# TASK TO CARRY OUT
Could you repeat the listing exactly, leaving out the pictures?
= = = = = = =
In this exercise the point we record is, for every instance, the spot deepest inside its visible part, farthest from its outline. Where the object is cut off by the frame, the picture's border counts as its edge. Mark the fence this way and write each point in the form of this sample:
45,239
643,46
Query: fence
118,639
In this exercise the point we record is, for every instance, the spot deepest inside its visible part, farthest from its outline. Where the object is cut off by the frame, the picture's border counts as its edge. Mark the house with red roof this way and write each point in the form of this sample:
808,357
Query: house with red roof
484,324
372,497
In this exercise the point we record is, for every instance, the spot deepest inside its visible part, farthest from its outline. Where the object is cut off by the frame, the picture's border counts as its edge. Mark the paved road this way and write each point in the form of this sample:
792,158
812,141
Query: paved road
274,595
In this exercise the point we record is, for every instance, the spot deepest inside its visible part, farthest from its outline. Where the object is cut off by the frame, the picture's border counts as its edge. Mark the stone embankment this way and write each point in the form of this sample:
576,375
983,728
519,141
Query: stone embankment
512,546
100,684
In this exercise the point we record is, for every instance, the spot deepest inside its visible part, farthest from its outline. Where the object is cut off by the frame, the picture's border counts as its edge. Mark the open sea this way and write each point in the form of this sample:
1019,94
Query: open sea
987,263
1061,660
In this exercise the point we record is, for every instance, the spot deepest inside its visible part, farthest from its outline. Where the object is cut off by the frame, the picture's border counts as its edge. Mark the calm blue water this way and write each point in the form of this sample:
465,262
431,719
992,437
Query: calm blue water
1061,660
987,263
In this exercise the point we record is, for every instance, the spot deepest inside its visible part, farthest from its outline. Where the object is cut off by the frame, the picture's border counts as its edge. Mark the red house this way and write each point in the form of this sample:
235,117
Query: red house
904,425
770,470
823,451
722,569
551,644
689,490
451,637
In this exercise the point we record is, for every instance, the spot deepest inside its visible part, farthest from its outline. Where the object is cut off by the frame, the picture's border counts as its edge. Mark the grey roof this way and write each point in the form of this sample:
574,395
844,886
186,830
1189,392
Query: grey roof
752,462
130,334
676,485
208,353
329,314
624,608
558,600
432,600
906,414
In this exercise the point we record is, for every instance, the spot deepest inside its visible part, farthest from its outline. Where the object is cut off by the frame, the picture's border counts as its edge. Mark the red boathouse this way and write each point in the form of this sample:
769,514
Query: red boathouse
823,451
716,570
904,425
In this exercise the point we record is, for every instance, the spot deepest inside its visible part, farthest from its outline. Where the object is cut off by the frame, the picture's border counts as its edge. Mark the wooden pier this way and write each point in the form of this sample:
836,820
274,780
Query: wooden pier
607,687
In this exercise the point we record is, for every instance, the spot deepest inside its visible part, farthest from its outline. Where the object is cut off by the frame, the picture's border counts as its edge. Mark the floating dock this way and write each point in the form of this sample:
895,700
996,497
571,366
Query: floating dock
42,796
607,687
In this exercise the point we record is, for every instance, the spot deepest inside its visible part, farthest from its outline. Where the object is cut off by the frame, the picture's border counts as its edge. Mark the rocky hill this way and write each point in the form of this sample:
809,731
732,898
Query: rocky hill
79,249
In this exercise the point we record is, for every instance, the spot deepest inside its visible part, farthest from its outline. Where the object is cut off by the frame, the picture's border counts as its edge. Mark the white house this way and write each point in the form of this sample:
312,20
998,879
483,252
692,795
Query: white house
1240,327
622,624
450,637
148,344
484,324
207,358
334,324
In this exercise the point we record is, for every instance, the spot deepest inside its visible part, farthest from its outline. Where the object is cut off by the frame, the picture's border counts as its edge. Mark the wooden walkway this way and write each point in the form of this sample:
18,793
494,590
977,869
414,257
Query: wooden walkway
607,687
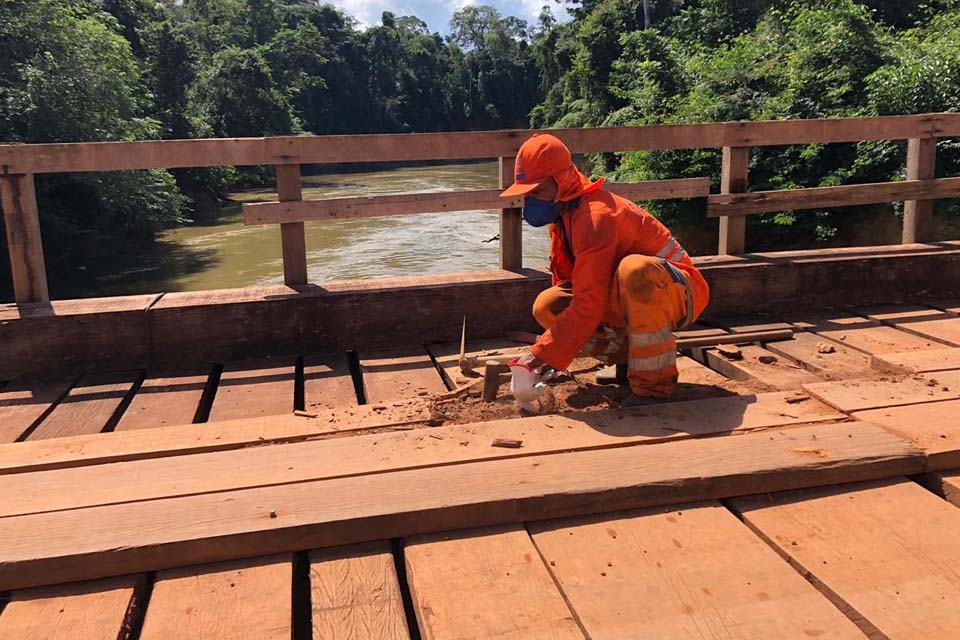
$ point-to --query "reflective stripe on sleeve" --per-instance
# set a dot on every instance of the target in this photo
(651, 338)
(654, 363)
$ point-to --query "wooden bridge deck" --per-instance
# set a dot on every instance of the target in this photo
(797, 489)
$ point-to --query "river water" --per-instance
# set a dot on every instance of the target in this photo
(227, 254)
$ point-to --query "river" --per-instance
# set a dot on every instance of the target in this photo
(226, 254)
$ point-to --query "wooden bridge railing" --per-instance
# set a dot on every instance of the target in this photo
(19, 163)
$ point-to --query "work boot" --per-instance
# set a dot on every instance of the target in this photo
(614, 374)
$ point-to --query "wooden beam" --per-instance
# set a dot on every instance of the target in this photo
(921, 165)
(819, 197)
(733, 179)
(292, 234)
(154, 154)
(355, 594)
(126, 538)
(89, 407)
(99, 610)
(24, 244)
(511, 222)
(922, 361)
(488, 583)
(70, 337)
(23, 404)
(931, 427)
(237, 599)
(249, 389)
(450, 201)
(164, 400)
(164, 442)
(859, 395)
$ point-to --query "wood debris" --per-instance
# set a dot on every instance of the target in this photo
(730, 352)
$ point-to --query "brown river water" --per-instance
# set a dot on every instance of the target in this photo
(226, 254)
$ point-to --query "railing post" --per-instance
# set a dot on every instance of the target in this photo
(921, 165)
(292, 236)
(22, 221)
(511, 224)
(733, 179)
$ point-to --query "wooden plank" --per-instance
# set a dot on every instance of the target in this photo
(945, 484)
(925, 361)
(399, 374)
(697, 381)
(97, 610)
(164, 400)
(511, 222)
(858, 395)
(88, 407)
(153, 154)
(142, 480)
(254, 388)
(886, 553)
(733, 179)
(862, 334)
(921, 165)
(239, 599)
(447, 201)
(327, 383)
(125, 538)
(831, 360)
(931, 427)
(292, 235)
(692, 572)
(78, 451)
(356, 595)
(761, 368)
(921, 321)
(744, 204)
(23, 404)
(950, 305)
(489, 583)
(24, 243)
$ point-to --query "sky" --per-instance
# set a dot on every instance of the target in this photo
(436, 13)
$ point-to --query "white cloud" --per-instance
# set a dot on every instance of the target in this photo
(437, 13)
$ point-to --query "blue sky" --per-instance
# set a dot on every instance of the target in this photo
(436, 13)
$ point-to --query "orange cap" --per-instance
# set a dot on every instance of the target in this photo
(540, 157)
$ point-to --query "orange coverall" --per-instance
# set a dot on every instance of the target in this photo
(622, 285)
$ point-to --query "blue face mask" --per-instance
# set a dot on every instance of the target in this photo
(539, 212)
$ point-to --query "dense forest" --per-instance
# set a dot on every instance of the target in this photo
(79, 70)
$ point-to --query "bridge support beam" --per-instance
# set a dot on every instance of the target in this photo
(22, 222)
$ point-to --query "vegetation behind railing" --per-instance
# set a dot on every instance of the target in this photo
(19, 163)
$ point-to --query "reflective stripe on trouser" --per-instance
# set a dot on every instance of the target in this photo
(653, 299)
(649, 298)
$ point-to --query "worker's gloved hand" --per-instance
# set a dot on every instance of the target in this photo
(527, 382)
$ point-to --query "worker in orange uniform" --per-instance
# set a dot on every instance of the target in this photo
(621, 282)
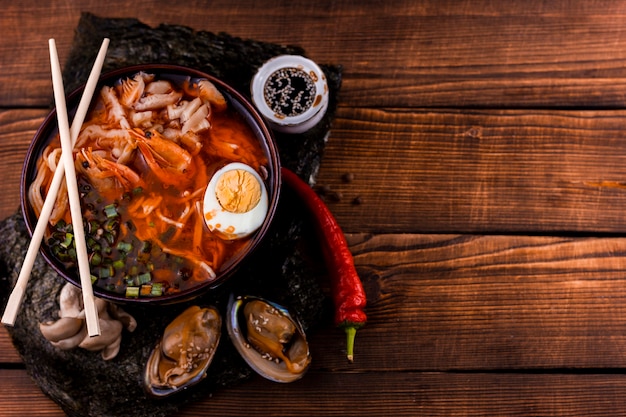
= = = = = = =
# SOLUTION
In this exercise the point we record is, for every instance, the spot deepest inside its visible part, farthest from its outline. Where the object is cut off by the frame, the picture's border counts as its edge. Mark the fence this way and write each point in the form of this sample:
45,239
643,46
Query: fence
118,639
In this exercise the point we record is, for every instance, the spot deepest inside its visible part, farthest from its outline. Where the object is cut off by the frame, the picture's border counts as its edge. Mark the house with red roof this way and write each point in the form of this sample:
808,357
Query: house with red roof
484,324
372,497
In this exercise the point we record is, for every instance, the spot deepest inside its visible part, farthest from its outline. Where the object is cut off by the frame, the picture's border counts as its edge. Mark the paved road this way and write each point in the form of this sample:
792,158
812,141
Query: paved road
274,595
In this exercise the point we record is, for every instance, the spot deepest inside its visible part, farthest from its outline. Where the object is cut off by the frame, the picture's border counts as its edge. Mark the stone embankment this way and write each point in the form of this sample:
576,375
983,728
519,141
Query: stone embankment
512,546
100,684
In this exercise the point we record is, for every instance, the spot deepest inside its visible part, farthest from its outline. Where the object is cut off by the frame, the picture's border counts as its edge. Mark the open sea this way and write each point in the form of this sample:
1019,94
Query: open sea
987,263
1061,660
In this exercise the point we record is, for every instance, the spot deepest inside its visible part, farthest from its outline. Where the object is cut off by the frame, the picture's border counts as its edge. Mark the calm blue water this way and write each point in the form of this sample:
465,262
431,719
992,437
Query: calm blue water
1061,660
987,263
In this exercise the point we record is, for every instance, the spot deepest inside its visible part, farthest from its outline. Where the object is cut off by the frame, the picture's border counts as its edge. Mark the red house this way and write each point in the form of this sample:
235,117
Query: red house
904,425
770,470
823,451
722,569
551,644
689,490
451,637
In this exercise the point we record is, for every instance, the spot deepest inside its visible part, farthest from its outline. Where the object is cut off by the frame, the picture's border counts as its edge. Mark the grey roof this way and write each point in the form of this sample:
574,395
844,886
186,830
1189,392
Query: grey roof
752,462
130,334
676,485
208,353
329,314
624,608
558,600
432,600
906,414
In this exercise the point we record is, for every instance, the spot deepest inside its visible part, farthest from its outline. Where the object is cut off by the frame, the picture's border counts as its edge. Mark the red boathouse this way and write each point in the form of this sample:
769,514
Query: red boathouse
823,451
716,570
904,425
In this exercise the point we record is, for every instance, the spot deepest inside its visible part, farthest from its outline. Where the object is cut off by the frame, the picture's border counts as its edge. Mark the wooden pier this way and write each point in the form of this sample:
836,820
274,780
Query: wooden pier
607,687
In this exercise the point we record is, for every instance, the spot deepest inside its visible part, farthest from its outline. Where the object is cut off by the frame, the picture's border counts as its edge. Mark the floating dock this way and write each point in the form of this sample:
895,700
996,497
571,366
Query: floating dock
42,796
607,687
In this exercise the point we record is, for every instance, the spot deepest inside its visible part, farthest from its outline. Where the object is cut off by the frame, the picture's border counts as its edge. Mark the rocky hill this way and write each point in the form of this sample:
809,731
732,898
Query: rocky hill
79,249
In this exercise the point we record is, for every instance, the spot deepest inside its visible part, farthest from its outline. Where the object is cut off by the frame, the picture's border counts as its edge. Mark the white house this way and write each point in the form of this sample:
312,20
998,879
483,252
692,795
Query: white house
1240,327
622,624
450,637
148,344
484,324
207,358
334,324
In this exercise the point we record is, for every instance, the spot deepest inside its visible part, farthest from its outline. Where the object is cut off by the frame, the picture's border counts as its edge. Mark the wooden walkway this way and write each point in the form of this sample:
18,793
494,590
977,869
414,257
Query: wooden walkway
607,687
$ point-to --query "reflective stripe on sleeve" --per-instance
# set a dot on every instance of the target in this photo
(651, 338)
(654, 363)
$ point-to --query "wooden bridge deck" --per-instance
# set a dot on every instance of the target in this photo
(797, 489)
$ point-to --query "river water" --per-instance
# set a dot on every instance of the target in this photo
(227, 254)
$ point-to --query "river" --per-instance
# set a dot on every instance of the target in this photo
(226, 254)
$ point-to --query "wooden bridge railing" --per-instance
# set a dot on every instance of the target in this photo
(19, 163)
$ point-to --query "work boot" --per-instance
# set a dot on every instance of the target in this photo
(614, 374)
$ point-to --query "wooden beam" --per-instance
# set a dot on every instance of the target in this photo
(921, 165)
(819, 197)
(733, 179)
(292, 234)
(154, 154)
(355, 594)
(126, 538)
(89, 407)
(99, 610)
(24, 244)
(511, 222)
(922, 361)
(488, 583)
(70, 337)
(23, 404)
(931, 427)
(237, 599)
(249, 389)
(450, 201)
(164, 400)
(164, 442)
(859, 395)
$ point-to --query "wood debris" --per-instance
# set a dot on every instance of the target in this photo
(730, 352)
$ point-to --query "brown river water" --per-instance
# set a dot on every instance of the target in this photo
(226, 254)
$ point-to --query "railing post" --per-instance
# set a dot on every instance of the target in this photo
(921, 165)
(292, 236)
(22, 221)
(511, 224)
(733, 179)
$ point-to --query "wooden plank" --per-instance
# set a dot on every instance of the target in this photo
(945, 484)
(925, 361)
(399, 374)
(697, 381)
(97, 610)
(164, 400)
(511, 222)
(858, 395)
(88, 407)
(153, 154)
(142, 480)
(254, 388)
(886, 553)
(733, 179)
(862, 334)
(921, 165)
(239, 599)
(447, 201)
(327, 383)
(125, 538)
(831, 360)
(931, 427)
(292, 235)
(692, 572)
(78, 451)
(356, 595)
(761, 368)
(921, 321)
(744, 204)
(23, 404)
(950, 305)
(489, 583)
(24, 243)
$ point-to --query "sky" --per-instance
# set a dot on every instance of the target in this photo
(436, 13)
$ point-to --query "white cloud" --per-instance
# set a dot on every instance of the target in this photo
(437, 13)
$ point-to --query "blue sky" --per-instance
# set a dot on every instance of the target in this photo
(436, 13)
$ point-to --query "orange cap" --per-instance
# set a dot on every instance of the target in this photo
(540, 157)
$ point-to --query "orange coverall" --per-instance
# set a dot on every instance of the target in this photo
(622, 285)
$ point-to --query "blue face mask" --per-instance
# set a dot on every instance of the target in this photo
(539, 212)
$ point-to --query "dense forest" --per-instance
# set a dot on every instance of the target in this photo
(79, 70)
$ point-to --query "bridge support beam" --per-instance
# set a dot on every instance of the target in this photo
(22, 222)
$ point-to --query "vegetation behind railing" --per-instance
# set a dot on every instance of the target in this photo
(19, 163)
$ point-to --query "reflective stripe on trouser" --per-instance
# set a dot on every instance of the target in this photo
(653, 299)
(649, 298)
$ point-to --query "worker's gloved hand" --per-instance
# set a dot on every instance of the target in this photo
(527, 382)
$ point-to --query "worker in orange uniform" --per-instance
# set a dot on every instance of the target in this photo
(621, 282)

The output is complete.